*** Begin section ***

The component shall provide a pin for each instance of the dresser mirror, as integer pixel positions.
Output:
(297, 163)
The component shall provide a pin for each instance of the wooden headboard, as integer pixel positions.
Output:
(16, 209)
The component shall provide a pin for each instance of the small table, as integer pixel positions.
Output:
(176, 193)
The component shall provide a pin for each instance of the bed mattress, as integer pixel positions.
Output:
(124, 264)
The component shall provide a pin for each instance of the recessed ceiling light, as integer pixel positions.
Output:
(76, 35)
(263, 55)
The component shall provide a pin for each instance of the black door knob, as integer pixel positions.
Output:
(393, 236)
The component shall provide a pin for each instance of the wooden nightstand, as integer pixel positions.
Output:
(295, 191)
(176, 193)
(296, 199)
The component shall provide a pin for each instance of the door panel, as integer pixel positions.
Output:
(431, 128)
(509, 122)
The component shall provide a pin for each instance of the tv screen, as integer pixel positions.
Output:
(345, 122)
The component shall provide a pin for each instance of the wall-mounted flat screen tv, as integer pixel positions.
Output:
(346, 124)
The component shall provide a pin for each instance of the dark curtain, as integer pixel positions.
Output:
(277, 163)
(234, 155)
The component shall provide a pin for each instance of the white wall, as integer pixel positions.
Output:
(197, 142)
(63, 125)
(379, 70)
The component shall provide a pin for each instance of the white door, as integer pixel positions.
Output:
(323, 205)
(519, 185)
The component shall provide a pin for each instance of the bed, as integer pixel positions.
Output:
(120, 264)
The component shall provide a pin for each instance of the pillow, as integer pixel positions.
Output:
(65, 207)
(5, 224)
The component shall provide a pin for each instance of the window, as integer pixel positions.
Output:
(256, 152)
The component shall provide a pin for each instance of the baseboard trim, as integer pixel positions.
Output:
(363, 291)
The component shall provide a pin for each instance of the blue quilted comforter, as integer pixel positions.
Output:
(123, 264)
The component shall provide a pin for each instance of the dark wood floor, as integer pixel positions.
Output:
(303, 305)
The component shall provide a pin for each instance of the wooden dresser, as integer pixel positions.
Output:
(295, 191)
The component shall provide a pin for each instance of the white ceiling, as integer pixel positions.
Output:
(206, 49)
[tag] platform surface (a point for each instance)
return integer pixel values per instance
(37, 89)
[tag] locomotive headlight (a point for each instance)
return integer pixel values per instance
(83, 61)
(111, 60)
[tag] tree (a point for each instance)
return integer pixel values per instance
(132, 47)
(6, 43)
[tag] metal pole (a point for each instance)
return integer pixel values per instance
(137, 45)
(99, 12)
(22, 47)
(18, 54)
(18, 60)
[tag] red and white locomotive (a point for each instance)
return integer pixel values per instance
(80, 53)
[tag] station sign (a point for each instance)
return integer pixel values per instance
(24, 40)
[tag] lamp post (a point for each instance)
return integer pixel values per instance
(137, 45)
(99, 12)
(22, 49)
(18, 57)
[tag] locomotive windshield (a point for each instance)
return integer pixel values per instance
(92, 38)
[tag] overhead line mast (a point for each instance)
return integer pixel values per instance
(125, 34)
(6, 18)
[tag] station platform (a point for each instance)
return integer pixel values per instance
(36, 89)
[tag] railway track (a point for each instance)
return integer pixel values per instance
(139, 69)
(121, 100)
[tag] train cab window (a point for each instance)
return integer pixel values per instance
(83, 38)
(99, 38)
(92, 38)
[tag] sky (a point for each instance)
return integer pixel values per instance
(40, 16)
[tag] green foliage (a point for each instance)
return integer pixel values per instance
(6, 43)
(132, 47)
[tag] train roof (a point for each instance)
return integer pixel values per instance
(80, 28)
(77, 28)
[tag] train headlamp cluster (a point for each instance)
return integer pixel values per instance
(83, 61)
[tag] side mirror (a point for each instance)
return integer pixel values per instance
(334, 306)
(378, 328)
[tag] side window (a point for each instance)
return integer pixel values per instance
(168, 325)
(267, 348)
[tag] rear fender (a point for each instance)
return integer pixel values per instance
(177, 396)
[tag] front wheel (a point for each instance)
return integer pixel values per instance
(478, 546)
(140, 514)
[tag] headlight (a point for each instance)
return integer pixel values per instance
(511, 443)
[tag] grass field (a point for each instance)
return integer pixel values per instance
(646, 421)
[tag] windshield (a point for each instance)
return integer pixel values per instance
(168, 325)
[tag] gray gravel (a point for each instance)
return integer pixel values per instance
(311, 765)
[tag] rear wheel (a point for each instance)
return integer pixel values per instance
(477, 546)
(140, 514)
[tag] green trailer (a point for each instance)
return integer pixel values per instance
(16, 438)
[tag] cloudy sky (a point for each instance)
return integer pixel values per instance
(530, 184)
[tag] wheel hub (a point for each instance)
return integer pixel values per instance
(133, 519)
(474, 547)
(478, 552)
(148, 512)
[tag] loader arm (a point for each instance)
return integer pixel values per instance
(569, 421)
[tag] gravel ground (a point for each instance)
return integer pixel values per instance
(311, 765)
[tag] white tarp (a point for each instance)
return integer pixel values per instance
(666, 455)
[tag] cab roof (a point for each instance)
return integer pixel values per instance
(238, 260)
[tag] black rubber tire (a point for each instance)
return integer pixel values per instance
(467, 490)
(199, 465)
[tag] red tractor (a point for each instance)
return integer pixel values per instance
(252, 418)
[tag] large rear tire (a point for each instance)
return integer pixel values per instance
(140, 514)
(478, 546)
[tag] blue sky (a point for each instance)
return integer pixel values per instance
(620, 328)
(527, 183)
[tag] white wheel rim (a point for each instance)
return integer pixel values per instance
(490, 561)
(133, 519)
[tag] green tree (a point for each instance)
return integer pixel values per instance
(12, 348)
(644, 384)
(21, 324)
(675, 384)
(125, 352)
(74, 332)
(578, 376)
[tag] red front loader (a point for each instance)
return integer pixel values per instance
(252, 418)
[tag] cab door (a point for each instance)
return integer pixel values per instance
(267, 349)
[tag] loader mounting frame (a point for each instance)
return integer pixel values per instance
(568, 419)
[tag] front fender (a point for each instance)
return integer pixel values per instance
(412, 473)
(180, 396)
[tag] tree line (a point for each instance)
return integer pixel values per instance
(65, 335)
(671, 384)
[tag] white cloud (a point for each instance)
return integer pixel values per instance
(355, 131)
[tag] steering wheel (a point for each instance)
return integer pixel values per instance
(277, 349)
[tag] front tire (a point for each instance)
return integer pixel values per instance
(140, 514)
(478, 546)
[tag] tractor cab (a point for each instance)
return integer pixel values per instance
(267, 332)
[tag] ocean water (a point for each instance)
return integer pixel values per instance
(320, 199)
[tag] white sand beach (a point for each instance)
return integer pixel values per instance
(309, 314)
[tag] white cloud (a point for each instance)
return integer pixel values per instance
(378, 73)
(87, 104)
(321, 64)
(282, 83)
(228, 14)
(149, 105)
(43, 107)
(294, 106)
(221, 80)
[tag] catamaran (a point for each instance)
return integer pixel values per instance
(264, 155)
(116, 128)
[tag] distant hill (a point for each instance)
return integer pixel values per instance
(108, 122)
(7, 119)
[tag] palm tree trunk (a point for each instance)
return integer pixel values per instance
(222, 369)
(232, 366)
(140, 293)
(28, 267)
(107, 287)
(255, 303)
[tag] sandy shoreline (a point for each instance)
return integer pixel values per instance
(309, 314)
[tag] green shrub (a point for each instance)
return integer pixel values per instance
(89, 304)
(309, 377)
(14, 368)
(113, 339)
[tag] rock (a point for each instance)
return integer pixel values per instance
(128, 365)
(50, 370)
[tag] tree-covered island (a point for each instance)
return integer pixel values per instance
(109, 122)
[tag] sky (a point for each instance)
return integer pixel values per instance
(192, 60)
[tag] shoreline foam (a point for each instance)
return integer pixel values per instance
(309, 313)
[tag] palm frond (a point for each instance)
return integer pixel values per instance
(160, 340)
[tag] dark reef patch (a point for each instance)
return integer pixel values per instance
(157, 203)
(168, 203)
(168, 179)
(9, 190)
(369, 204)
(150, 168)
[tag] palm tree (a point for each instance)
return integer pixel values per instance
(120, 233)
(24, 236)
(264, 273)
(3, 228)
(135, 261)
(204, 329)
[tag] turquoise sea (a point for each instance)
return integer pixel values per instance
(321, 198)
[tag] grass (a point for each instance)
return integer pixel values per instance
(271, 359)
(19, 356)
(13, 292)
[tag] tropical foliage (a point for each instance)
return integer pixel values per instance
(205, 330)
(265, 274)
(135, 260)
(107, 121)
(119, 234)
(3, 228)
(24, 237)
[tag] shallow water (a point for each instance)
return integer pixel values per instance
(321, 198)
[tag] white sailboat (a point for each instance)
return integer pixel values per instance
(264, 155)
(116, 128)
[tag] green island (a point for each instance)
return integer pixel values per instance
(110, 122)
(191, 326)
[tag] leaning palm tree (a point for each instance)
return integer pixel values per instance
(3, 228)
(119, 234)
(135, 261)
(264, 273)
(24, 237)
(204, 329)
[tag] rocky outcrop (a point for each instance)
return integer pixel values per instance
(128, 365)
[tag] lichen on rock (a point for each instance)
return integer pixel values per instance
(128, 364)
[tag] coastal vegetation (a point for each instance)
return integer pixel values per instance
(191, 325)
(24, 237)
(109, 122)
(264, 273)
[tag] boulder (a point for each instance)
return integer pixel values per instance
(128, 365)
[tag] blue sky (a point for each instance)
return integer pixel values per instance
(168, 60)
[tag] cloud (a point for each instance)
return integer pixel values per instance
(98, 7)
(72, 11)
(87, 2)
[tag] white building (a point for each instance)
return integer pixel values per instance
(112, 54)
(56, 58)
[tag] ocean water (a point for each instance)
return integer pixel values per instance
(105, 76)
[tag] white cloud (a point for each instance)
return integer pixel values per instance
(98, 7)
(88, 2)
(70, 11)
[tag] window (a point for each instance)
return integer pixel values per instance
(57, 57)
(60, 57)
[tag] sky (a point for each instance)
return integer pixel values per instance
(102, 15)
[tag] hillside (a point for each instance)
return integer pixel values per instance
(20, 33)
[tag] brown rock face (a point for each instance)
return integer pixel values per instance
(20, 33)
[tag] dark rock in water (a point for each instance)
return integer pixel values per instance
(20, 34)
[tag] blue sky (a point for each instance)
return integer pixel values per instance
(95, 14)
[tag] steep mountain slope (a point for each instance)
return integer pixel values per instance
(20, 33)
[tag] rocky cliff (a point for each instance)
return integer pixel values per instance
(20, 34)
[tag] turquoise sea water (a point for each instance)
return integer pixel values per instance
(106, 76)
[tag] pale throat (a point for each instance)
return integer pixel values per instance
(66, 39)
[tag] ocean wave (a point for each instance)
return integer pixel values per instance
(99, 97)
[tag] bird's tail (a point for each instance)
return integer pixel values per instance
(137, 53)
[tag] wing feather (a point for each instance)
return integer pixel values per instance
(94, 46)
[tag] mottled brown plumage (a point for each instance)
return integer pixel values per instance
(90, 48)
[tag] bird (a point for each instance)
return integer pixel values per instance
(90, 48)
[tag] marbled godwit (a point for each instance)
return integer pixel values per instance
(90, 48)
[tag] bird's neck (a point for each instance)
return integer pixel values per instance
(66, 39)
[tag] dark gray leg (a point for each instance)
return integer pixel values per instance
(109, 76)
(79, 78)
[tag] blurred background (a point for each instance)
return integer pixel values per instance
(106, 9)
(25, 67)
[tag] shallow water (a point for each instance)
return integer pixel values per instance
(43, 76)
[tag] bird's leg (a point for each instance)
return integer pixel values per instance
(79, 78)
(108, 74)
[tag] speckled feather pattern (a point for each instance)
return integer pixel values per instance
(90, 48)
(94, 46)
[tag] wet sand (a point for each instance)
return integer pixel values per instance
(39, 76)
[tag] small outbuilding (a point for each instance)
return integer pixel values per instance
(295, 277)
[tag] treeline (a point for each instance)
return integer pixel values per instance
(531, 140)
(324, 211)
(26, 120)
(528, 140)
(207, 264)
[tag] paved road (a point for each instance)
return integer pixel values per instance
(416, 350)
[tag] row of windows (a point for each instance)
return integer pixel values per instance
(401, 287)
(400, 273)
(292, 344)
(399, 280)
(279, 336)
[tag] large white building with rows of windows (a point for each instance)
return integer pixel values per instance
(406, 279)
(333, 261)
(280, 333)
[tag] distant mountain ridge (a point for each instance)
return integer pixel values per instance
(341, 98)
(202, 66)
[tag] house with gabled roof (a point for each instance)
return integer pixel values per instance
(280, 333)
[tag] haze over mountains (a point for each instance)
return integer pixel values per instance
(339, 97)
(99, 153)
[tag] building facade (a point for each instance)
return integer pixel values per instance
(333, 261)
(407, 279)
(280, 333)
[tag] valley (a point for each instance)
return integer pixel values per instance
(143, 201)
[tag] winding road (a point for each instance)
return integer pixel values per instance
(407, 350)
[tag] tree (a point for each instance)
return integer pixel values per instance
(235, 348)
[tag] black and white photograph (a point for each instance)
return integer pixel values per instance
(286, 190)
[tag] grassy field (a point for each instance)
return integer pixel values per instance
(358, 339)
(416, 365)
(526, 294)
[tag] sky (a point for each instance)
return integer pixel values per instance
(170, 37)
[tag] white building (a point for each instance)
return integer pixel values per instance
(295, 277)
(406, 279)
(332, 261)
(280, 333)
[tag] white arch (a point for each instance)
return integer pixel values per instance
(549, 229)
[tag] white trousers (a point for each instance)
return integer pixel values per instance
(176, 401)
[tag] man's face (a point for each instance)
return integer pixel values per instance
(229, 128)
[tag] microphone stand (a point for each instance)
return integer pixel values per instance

*** End section ***

What you need to do >>
Whenever a line in the entries above includes the word "field", pull that line out.

Final answer >>
[tag] grass field (a point for each instance)
[tag] grassy field (a point for each instance)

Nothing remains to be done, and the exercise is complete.